#### PROVIDED TEXT ####

Intent - Reading at Hindhayes

Recent research used to inform practice:

Bold Beginnings 2017 : Key findings in the most successful schools. EEF Improving Literacy at Key Stage 1. Closing the attainment gap – Daniel Sobel 2018.  Learning without Labels – Marc Rowland 2017 , Closing the Vocabulary Gap – Alex Quiggley 2018.  The curriculum – Mary Myatt 2018, Closing the reading Gap – Alex Quigley 2020

Developing a life-long love of reading:

Phonics is at the heart of word reading at Hindhayes School. In 2016 the school chose to develop phonics teaching by committing to the teaching programme Sounds-Write. Every teacher and teaching assistant was provided with four days of high quality professional development delivered by a Sounds-Write trainer. The school is rigorous in its approach to teaching phonics and understands the significance of developing decoding skills quickly in the journey to becoming a competent and keen reader. Under the trees with a veranda, bean bags and reading nooks sits our school library which the children borrow books from on a weekly basis. Children are encouraged to choose books that interest them from non-fiction to traditional tales, well loved classics and poems and rhymes. Local links with the library are strong with the English lead volunteering through the summer to promote the reading challenge. Tea, toast and reading daily before school, provides children with the opportunity to share a new or well-loved classic story with an adult or to read from their decodable reader .Story time online promoted through the schools Facebook page encourages children to listen to stories retold by the English lead and her family. Vulnerable children are part of the book shelf project through the year to enable them to stock their own book shelf with 18 books by the time they leave school. Story time is well established across the school with children in reception listening to up to and beyond three stories most days and older children enjoying longer reads through chapter books as well as returning to well-loved classics. Books are chosen for enjoyment and to help develop vocabulary and comprehension skills in children. Bedtime stories, dressing up days, poem of the week and Wow box days all encourage children to remember that books are to be enjoyed and to develop a life-long love of reading. Interventions provide extra and targeted practice for those children who make the slowest progress (the lowest 20%). These children are carefully tracked by the intervention team through all year groups to diminish differences.

Developing Cultural Capital

Baseline  information collected shows that many of the children have poor vocabulary skills, have not heard many nursery rhymes, have poor letter sounds knowledge alongside a lack of oral segmenting and blending skills requires the school to act quickly to provide the children with a reading and language rich environment both inside and out. Visiting story tellers and poets, visits to the local library and story links to library events, access to high quality books in the school library, book themed weeks and dressing up, bedtime stories and stories in the forest, provision of first hand experiences to support vocabulary development and early intervention all support our learners to diminish any differences identified in entry . An outdoor play worker daily in the rich outdoor area helps to provide a running commentary of activities, sets up opportunities for play that are rich in language and ensures that links are made to stories and a welcoming reading area is available.

#### RECORDED DATA ####

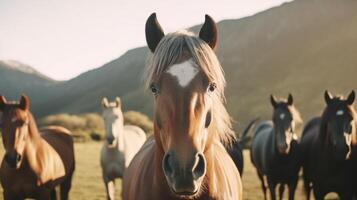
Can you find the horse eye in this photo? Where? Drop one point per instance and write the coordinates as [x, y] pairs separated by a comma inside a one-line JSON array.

####

## WHAT YOU NEED TO DO
According to the text on reading at Hindhayes, how many books should vulnerable children in the book shelf project have on their own shelves by the time they leave school?

## EXERCISE RESPONSE
18 books.